▸ **PASSAGE GIVEN**

──────────

The second launch - in about 3 weeks' time - we will be popping along to Govan to see Duncan, the sixth (and probably last) Type 45 destroyer be launched. A slightly different scale of event - and she will have needed a little more then 20 litres of hull paint to black her boot topping! But I'm sure she's ready to take to her natural environment too!
Duncan at Govan
Friday, 3 September 2010
... life in the matrix?
But is it so good when we are sat together on my day off, putting off the jobs we should be doing, tapping at our keyboards within a couple of feet of each other? We are not e-communicating with each other, or Skyping across the same room (must get Skype fully set up!), but the image to the beholder would be one that is alarmingly technologically separated!
But is it so separated? With a network of friends scattered thinly over the world and thickly over the United Kingdom, real human relationships can be maintained or even intensified through the lens of technological relationship. I have met others who have found (and I have personally experienced) the intensity of virtual-only friendship, the blurring of the boundary of posted knowledge and face-to-face encounters. And (as I feel duty bound to do) I must reflect on the presence of God in these 'non-places.' Wherever people meet, share their lives, feel pain, ask the big questions - God is there to be encountered. Sacred places easily include internet-based space.
...and I still smile at an online debate on sacramentalism online - does the bread and wine get consecrated on a table in Australia if the president says the words in a study in Oxford, but both worshippers are present in a chat room hosted in ... who knows where?
Wednesday, 25 August 2010
All roads lead to...

──────────

▸ **STATED PROBLEM 1**
According to the blog excerpt, where will the writer go to see Duncan launched?
▸ **STATED PROBLEM 2**
Reproduce the stretch of the blog excerpt from "The second launch" through "alarmingly technologically separated!".
▸ **STATED PROBLEM 3**
Carry on the blog excerpt from the point where it stops.
The records after this text come from a separate source.

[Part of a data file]
──────────

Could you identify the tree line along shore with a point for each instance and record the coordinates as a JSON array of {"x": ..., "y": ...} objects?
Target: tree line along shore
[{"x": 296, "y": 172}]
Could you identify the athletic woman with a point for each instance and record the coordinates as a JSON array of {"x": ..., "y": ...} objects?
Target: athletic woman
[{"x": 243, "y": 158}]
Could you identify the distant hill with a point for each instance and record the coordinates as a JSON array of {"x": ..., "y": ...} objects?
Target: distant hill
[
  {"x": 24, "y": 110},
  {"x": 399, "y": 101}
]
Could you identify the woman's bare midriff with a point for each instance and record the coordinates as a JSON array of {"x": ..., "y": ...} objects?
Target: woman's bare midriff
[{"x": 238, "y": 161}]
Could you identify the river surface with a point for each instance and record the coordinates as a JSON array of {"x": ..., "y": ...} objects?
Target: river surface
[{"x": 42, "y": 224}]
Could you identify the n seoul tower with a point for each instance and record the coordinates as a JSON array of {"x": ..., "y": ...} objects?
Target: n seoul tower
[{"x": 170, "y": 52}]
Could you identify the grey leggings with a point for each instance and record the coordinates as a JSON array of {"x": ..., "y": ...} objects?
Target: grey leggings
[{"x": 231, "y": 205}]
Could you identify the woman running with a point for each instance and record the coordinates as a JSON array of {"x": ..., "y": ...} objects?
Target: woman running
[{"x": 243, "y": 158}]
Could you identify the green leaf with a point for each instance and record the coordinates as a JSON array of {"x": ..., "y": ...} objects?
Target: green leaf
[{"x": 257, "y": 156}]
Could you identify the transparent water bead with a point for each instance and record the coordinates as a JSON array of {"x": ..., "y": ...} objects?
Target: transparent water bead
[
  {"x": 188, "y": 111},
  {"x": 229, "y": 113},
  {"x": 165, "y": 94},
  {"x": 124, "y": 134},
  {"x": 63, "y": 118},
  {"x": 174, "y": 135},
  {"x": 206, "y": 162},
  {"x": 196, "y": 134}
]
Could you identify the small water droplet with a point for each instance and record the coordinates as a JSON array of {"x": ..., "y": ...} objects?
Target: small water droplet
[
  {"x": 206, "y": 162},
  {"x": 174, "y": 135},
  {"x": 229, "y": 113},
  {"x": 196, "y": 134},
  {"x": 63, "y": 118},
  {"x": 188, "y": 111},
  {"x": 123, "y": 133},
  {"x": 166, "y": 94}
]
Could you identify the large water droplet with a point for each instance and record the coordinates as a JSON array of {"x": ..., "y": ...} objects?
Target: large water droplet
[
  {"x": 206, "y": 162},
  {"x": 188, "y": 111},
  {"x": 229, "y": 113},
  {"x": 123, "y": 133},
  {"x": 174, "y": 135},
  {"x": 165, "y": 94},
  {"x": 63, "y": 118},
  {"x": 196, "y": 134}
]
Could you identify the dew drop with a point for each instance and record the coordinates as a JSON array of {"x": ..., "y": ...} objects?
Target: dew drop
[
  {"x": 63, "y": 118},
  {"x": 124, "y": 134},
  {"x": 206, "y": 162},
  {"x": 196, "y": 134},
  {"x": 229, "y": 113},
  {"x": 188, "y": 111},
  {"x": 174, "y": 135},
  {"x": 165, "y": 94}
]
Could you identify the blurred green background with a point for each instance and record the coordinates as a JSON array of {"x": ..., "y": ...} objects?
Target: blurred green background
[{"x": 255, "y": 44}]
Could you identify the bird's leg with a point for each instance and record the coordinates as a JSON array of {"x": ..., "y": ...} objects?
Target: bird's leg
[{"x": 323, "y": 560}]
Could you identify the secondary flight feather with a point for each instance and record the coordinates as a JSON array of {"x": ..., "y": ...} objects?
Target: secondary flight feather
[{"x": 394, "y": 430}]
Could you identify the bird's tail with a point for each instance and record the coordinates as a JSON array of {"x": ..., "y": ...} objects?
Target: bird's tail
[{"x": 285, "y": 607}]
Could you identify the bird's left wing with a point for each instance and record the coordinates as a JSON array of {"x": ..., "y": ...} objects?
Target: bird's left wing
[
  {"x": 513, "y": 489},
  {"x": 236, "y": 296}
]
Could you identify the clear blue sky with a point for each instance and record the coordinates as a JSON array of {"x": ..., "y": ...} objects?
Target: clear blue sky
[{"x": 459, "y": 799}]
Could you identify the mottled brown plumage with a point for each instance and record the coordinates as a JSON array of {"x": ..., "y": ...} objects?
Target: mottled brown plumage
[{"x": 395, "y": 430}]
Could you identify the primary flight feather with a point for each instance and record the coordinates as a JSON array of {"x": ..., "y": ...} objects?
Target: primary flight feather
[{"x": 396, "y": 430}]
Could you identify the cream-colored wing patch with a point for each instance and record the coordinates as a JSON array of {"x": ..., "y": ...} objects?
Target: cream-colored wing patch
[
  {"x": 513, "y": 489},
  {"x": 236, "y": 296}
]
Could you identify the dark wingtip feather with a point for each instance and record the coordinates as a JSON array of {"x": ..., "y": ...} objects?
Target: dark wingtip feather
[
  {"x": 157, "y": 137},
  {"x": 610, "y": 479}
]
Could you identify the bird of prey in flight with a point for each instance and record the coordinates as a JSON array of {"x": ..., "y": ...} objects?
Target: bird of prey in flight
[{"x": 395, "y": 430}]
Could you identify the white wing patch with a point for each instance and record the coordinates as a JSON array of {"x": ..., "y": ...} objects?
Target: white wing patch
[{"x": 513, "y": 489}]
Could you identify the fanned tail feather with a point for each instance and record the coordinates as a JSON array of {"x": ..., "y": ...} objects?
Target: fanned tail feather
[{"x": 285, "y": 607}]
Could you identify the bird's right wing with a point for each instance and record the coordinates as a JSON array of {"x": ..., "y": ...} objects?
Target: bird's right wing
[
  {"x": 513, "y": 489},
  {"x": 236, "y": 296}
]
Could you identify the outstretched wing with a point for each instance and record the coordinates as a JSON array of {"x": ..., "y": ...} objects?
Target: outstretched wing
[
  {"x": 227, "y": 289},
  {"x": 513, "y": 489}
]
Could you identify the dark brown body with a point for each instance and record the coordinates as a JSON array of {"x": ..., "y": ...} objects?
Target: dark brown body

──────────

▸ **ANSWER 1**
Govan.

▸ **ANSWER 2**
The second launch - in about 3 weeks' time - we will be popping along to Govan to see Duncan, the sixth (and probably last) Type 45 destroyer be launched. A slightly different scale of event - and she will have needed a little more then 20 litres of hull paint to black her boot topping! But I'm sure she's ready to take to her natural environment too!
Duncan at Govan
Friday, 3 September 2010
... life in the matrix?
But is it so good when we are sat together on my day off, putting off the jobs we should be doing, tapping at our keyboards within a couple of feet of each other? We are not e-communicating with each other, or Skyping across the same room (must get Skype fully set up!), but the image to the beholder would be one that is alarmingly technologically separated!

▸ **ANSWER 3**
Saturday, 14 August 2010
Glen 10 & authorised liturgy
This is early days for us in the Scottish Episcopal Church, but 'Glen 10', from the final worship and slide show I saw, plus conversation with Elly in the three hours it took to get home, fill me with interest and hope!
The whole youth thing was done brilliantly - how many events have a day time sign-up activity for the youth to choose that is 'sleeping'? Cooked breakfasts and iPod fests abounded. But there was also unashamed engagement with the daily office, with eucharistic theology and liturgy. The essence seems to be meeting people where they are, but maintaining the distinctiveness of SEC worship. That flies in the face of much of the 'Fresh Expressions' work down down south, where form is a flexible as context.
But it makes it a realistic (if you are a pisky this is what you get) and integrity-laden approach. I wonder how this will evolve as the years go by? I wonder how engaged and missional we are in non-episcopalian contexts (and where we lose the essence of what we are)? I wonder how easily one can remain eucharistic and sacramental without letting go of the controls of authorised liturgy? I wonder why I'm asking so many rhetorical questions?
Thursday, 12 August 2010
East is east and west is west
The journey started at Kirkintilloch, Dalriada's home base, nicely situated at the mid-pointish of the top pound of the Forth and Clyde canal (pound is the bit between locks - top pound is the flat on the top!) The top pound goes as far as Spiers Wharf and Maryhill Locks in Glasgow, so we basically started a few miles from Glasgow.
Destination: Falkirk Wheel - which is a spectacular feat of engineering, and, on a windy day, a fantastic opportunity to get your boat blown embarrassingly off course in a busy basin with hundreds of Japanese tourists photographing it. We avoided the embarrassment this time - not too windy, and wriggled into the wheel!
The view from the top!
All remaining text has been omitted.